** What the task asks **
Copy the entries below exactly. Images do not belong in the copy.

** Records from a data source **
- - -

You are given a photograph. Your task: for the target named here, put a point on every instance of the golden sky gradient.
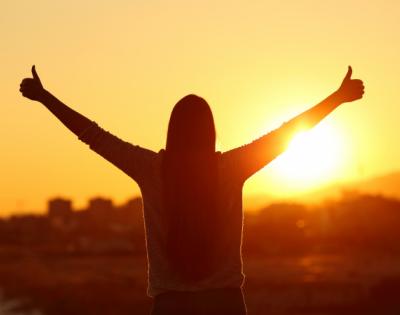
(126, 63)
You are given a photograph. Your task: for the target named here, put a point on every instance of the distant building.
(59, 211)
(59, 207)
(100, 204)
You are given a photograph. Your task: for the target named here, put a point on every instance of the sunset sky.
(126, 63)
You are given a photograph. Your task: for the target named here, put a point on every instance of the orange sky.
(125, 63)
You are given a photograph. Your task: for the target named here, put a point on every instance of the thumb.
(35, 75)
(348, 74)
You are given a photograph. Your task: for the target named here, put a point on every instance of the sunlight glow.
(312, 157)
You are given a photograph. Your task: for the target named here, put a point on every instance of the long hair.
(189, 188)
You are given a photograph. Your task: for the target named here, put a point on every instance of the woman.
(192, 195)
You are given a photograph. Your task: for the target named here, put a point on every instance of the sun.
(312, 157)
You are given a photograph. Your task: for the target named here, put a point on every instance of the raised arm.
(131, 159)
(33, 89)
(250, 158)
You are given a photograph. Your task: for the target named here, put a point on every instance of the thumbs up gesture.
(350, 89)
(32, 88)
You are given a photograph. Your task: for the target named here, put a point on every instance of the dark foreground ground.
(38, 283)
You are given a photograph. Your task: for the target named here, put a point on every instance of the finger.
(34, 74)
(349, 73)
(26, 80)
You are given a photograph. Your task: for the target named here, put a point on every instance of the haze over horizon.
(125, 64)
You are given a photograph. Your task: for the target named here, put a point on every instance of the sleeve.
(248, 159)
(131, 159)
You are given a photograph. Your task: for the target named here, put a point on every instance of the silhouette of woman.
(192, 195)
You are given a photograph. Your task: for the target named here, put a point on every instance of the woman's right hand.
(32, 88)
(350, 89)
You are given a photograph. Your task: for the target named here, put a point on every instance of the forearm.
(73, 120)
(314, 115)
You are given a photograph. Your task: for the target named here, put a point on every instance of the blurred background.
(321, 221)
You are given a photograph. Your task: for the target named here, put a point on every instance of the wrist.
(337, 98)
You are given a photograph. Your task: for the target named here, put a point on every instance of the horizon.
(125, 64)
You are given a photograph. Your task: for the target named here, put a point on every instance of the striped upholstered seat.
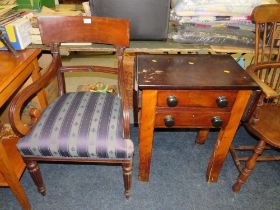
(72, 126)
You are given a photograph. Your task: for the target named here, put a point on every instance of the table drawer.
(191, 118)
(196, 98)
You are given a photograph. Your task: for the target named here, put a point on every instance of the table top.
(192, 71)
(152, 47)
(11, 66)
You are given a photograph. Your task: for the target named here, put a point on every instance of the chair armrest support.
(123, 93)
(19, 127)
(267, 90)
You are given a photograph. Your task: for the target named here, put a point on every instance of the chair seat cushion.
(80, 125)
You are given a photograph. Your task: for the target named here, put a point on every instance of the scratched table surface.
(191, 71)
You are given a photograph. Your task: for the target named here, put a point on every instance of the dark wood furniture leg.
(12, 179)
(127, 176)
(226, 136)
(202, 136)
(249, 166)
(35, 173)
(146, 135)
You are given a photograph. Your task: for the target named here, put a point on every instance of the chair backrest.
(80, 29)
(65, 29)
(267, 47)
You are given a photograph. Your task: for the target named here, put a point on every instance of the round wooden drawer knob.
(172, 101)
(169, 121)
(217, 121)
(222, 101)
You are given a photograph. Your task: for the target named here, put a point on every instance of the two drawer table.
(190, 91)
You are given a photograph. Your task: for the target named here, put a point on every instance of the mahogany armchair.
(264, 116)
(77, 126)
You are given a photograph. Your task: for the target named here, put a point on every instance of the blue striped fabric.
(82, 124)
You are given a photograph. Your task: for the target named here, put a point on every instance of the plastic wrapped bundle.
(214, 36)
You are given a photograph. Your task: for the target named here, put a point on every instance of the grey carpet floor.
(177, 181)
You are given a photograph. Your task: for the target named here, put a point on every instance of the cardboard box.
(18, 33)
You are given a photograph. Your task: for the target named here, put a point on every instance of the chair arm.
(267, 90)
(19, 127)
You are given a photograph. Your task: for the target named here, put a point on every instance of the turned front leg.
(146, 133)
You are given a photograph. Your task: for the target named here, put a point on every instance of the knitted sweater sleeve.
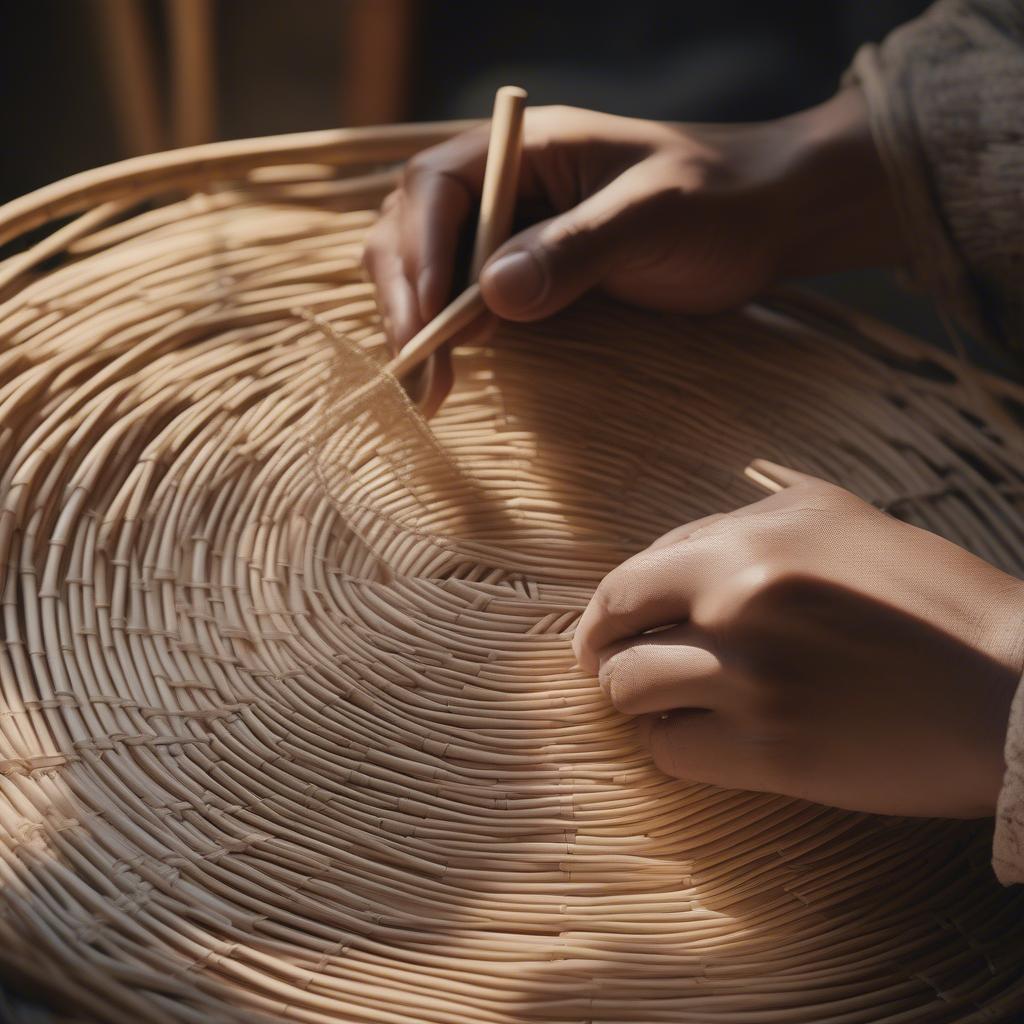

- - -

** Output of the exercise **
You are given a photograph. Your task: for the target named here, put a point on every instance of the golden sky gradient.
(126, 63)
You are given a photograph. Your task: for the target named here, put a point on every instance of the distant building.
(59, 211)
(59, 207)
(100, 204)
You are given a photograph. Your task: for the target named here, put a point on every instance of the sunset sky.
(126, 63)
You are given a photograph. Your task: for the target named here, put a point on every instance of the orange sky.
(125, 63)
You are given a photograph. Your task: for the target named here, put a point on every instance of the thumb.
(35, 75)
(348, 74)
You are given a photograph. Your task: for the target named here, put a point on every instance of the sunlight glow.
(312, 157)
You are given a photograph. Your task: for the target named here, put a point on every instance of the long hair.
(189, 188)
You are given a photograph. Your task: for the target named here, put a point on every instance of the woman.
(192, 195)
You are given a photograph. Your task: for the target named here, put a point on every instance of the sun.
(312, 157)
You are given a photograph. Your task: for the target named here, put a point on every instance of the raised arm.
(131, 159)
(33, 89)
(250, 158)
You are given a photograph. Your task: for the target named here, put a point on every instance of the thumbs up gesture.
(350, 89)
(32, 88)
You are given a photograph. Your task: for the target named here, put a point on every instance of the dark foreground ground.
(38, 283)
You are given a photograph. Your task: for the target named here, put a point on every instance of the finger.
(34, 74)
(349, 73)
(26, 80)
You are given a photograph. Your task: for the target named here, put a point on every instance of the haze over horizon.
(125, 64)
You are given a photograph. Your task: for the target named here, put a point on every instance of the sleeve.
(248, 159)
(131, 159)
You are given a photograph. Your task: for the target named here, put a point on every instance of the silhouette of woman.
(192, 195)
You are given a photograph. Your task: for the target named here, put a point on every instance of the woman's right hand.
(32, 88)
(350, 89)
You are given a photograph. Your task: for the target named here, put a point on every instance of the forearm.
(73, 120)
(314, 115)
You are given a photograph. Your task: for the target named here, put a point on every instance of the blurred background.
(321, 221)
You are given a photograph. Your task: for the target named here, put a point on every instance of the wrist.
(337, 98)
You are given a photograph. Your task: for the target named here, put a point on every instance of the horizon.
(125, 64)
You are given a photograph. Your task: for the target named here, put a point on every instance of the striped upholstered seat.
(72, 126)
You are given a photograph. Your task: for the target named here, put a point on every instance of the table drawer.
(191, 118)
(196, 98)
You are given a photograph. Your task: for the target named here, put a point on every instance of the table top.
(192, 71)
(152, 47)
(11, 66)
You are given a photograph. Your task: for the target named here, put a point on every instance of the chair armrest support.
(123, 93)
(19, 127)
(267, 90)
You are given a photograph. Your task: for the target named here, put a point on every instance of the chair seat cushion.
(80, 125)
You are given a photograph. Your task: for the target named here, put a point on every instance of the scratched table surface.
(191, 71)
You are given a photograph. Your task: for the target named here, put a point on every instance of the dark wood furniture leg.
(12, 179)
(127, 176)
(226, 136)
(202, 136)
(249, 166)
(35, 173)
(146, 135)
You are given a photograph. Your task: for the target named here, put a point on every instance of the chair backrest.
(80, 29)
(65, 29)
(267, 47)
You are given a photograph. Your task: for the target named here, put a point on every instance of the round wooden drawer knob.
(172, 101)
(169, 121)
(217, 121)
(222, 101)
You are given a photograph. Your task: for the target named here, put a point on every instance of the two drawer table.
(190, 91)
You are given a photograph. Your task: for the target named here, put a point on every instance of the mahogany armchair.
(264, 116)
(77, 126)
You are given a photograph. Your task: for the target named here, put a point on every instance of the blue striped fabric.
(82, 124)
You are given a photograph. Your task: for the target named here, put a point on every instance of the plastic wrapped bundle.
(214, 36)
You are given a photograph. Your task: for the target named here, put a point on every instance of the grey carpet floor.
(177, 181)
You are given a photograph. Your task: for the target named here, put a point on every instance of the cardboard box.
(18, 33)
You are given a photograph. Your task: for the target named here, put a point on every instance of the chair arm.
(267, 90)
(19, 127)
You are given a photograph. Your task: for the target named here, put a point on every instance of the turned front leg.
(146, 133)
You are given a photograph. Your task: for the target named here, put a point on every instance of the knitted sweater sleeve.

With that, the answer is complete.